SUPPLIED TEXT –
The Potential for Human-Computer Interaction and Behavioral Science

This article is part of our special issue “Connected State of Mind,” which explores the impact of tech use on our behavior and relationships. View the complete issue here.

A few days ago, one of my best friends texted me a joke. It was funny, so a few seconds later I replied with the “laughing-while-crying emoji.” A little yellow smiley face with tear drops perched on its eyes captured exactly what I wanted to convey to my friend. No words needed. If this exchange happened ten years ago, we would have emailed each other. Two decades ago, snail mail.

As more of our interactions and experiences are mediated by screens and technology, the way we relate to one another and our world is changing. Posting your favorite emoji may seem superficial, but such reflexes are becoming critical for understanding humanity in the 21st century.

BRIEF 1 – Do these statements agree with the article on human-computer interaction? Answer yes or no for each and quote the words of the article that decide it. (a) The friend's joke got an emoji in reply. (b) Ten years ago, the same exchange would have gone by snail mail. (c) The article calls posting an emoji superficial and unimportant.
BRIEF 2 – Can you rescale everything in the listing from the line containing "Please locate the pale" down to the line containing "Target: fuzzy thorax", and reproduce all of those lines, requests included? Multiply each answer coordinate by 0.35 and round to whole numbers, with halves going up, but leave the numbers in the requests and their format samples unchanged.

LISTED RECORDS –
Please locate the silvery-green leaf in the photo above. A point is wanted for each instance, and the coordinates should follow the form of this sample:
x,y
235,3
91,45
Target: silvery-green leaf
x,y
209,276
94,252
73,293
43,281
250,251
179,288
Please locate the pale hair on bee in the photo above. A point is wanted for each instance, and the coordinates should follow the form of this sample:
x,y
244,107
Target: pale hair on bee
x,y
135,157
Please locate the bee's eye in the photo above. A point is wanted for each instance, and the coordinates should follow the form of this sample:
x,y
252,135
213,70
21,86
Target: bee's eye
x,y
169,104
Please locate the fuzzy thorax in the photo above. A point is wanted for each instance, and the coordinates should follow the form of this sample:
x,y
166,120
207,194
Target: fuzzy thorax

---

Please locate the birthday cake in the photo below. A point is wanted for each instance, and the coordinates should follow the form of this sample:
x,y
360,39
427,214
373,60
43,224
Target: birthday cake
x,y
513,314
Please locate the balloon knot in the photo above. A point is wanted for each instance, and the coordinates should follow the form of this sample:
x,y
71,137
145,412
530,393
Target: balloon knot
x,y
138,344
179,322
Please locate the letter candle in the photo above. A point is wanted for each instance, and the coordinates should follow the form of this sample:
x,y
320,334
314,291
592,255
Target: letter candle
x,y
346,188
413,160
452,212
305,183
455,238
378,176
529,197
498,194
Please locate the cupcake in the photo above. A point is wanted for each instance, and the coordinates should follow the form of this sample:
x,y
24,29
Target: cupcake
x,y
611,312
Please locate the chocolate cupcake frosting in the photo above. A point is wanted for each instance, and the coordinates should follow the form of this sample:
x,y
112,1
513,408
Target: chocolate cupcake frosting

CORRECT OUTPUT 1 –
(a) Yes: "a few seconds later I replied with the “laughing-while-crying emoji.”"
(b) No: "If this exchange happened ten years ago, we would have emailed each other."
(c) No: "Posting your favorite emoji may seem superficial, but such reflexes are becoming critical for understanding humanity in the 21st century."

CORRECT OUTPUT 2 –
Please locate the pale hair on bee in the photo above. A point is wanted for each instance, and the coordinates should follow the form of this sample:
x,y
244,107
Target: pale hair on bee
x,y
47,55
Please locate the bee's eye in the photo above. A point is wanted for each instance, and the coordinates should follow the form of this sample:
x,y
252,135
213,70
21,86
Target: bee's eye
x,y
59,36
Please locate the fuzzy thorax in the photo above. A point is wanted for each instance, and the coordinates should follow the form of this sample:
x,y
166,120
207,194
Target: fuzzy thorax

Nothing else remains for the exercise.